Descripción de la tarea: En el texto sobre Donald Trump, ¿con qué amenaza Trump a quienes protestan contra un asesinato racista?

Donald Trump, como en España y el resto de Europa la ultraderecha, es el hombre elegido para liderar el mundo por quienes nada dijeron cuando los patriotas se llevaron las industrias al lejano Oriente para maximizar beneficios, por quienes dijeron que en Irak y otros países había armas de destrucción masiva, por quienes quisieron cargarse los derechos de los trabajadores sustituyéndolos por esclavos, por quienes niegan el cambio climático y lo achacan a invenciones comunistas, por quienes ven al extranjero como un enemigo que viene a quitar trabajos que hace tiempo casi ningún nativo quiere realizar, por las llamadas clases medias que nunca se consideraron trabajadoras y ahora ven peligrar su modo de vida, por quienes echan la culpa de todo a los impuestos y no a los evasores fiscales o al antipatriotismo de los ricos y sus paraísos fecales. Como en su tiempo Hitler, Franco y Mussolini,
Donald Trump es el triunfo de una sociedad miedosa y resentida que cree en la superioridad de su raza y su bandera, de una sociedad que ha despreciado la cultura para encumbrar la ignorancia y a los ignorantes. Donald Trump, al fin y al cabo, es uno de los nuestros, un tipo que habla y grita como nosotros, incapaz para la reflexión y la concordia, capaz de cualquier atrocidad por imposible que la consideremos en nuestros días. Donald Trump, que debiera ser sinónimo de estúpidez humana, es el peor hombre que podía presidir Estados Unidos en este tiempo, un iletrado soberbio, un mentecato primario que está dando alas a la barbarie en todo el mundo, que está incendiando su propio país amenazando con enviar el ejército a disparar contra los que protestan contra un asesinato racista. Donald Trump simboliza y es un tiempo de ignorantes rabiosos criados durante décadas en el egoísmo y la brutalidad, en la incapacidad de aprender del sabio, de amar como el poeta. Es la amenaza más seria para la civilización democrática desde la desaparición del nazi-fascismo del siglo XX.

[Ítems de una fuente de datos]
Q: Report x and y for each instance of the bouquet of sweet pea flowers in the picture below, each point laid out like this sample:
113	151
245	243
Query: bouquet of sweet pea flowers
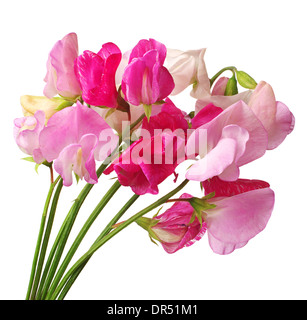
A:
116	109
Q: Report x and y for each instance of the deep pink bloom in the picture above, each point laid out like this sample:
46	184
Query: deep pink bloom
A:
174	229
60	75
73	138
145	79
96	74
26	134
275	116
231	139
148	162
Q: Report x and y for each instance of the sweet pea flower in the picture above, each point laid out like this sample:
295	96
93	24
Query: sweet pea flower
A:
242	210
96	74
231	139
274	115
26	133
145	80
186	68
174	229
60	78
73	139
155	156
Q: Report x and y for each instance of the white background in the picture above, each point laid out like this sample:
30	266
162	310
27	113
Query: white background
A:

Respuesta: Con enviar el ejército a disparar contra ellos.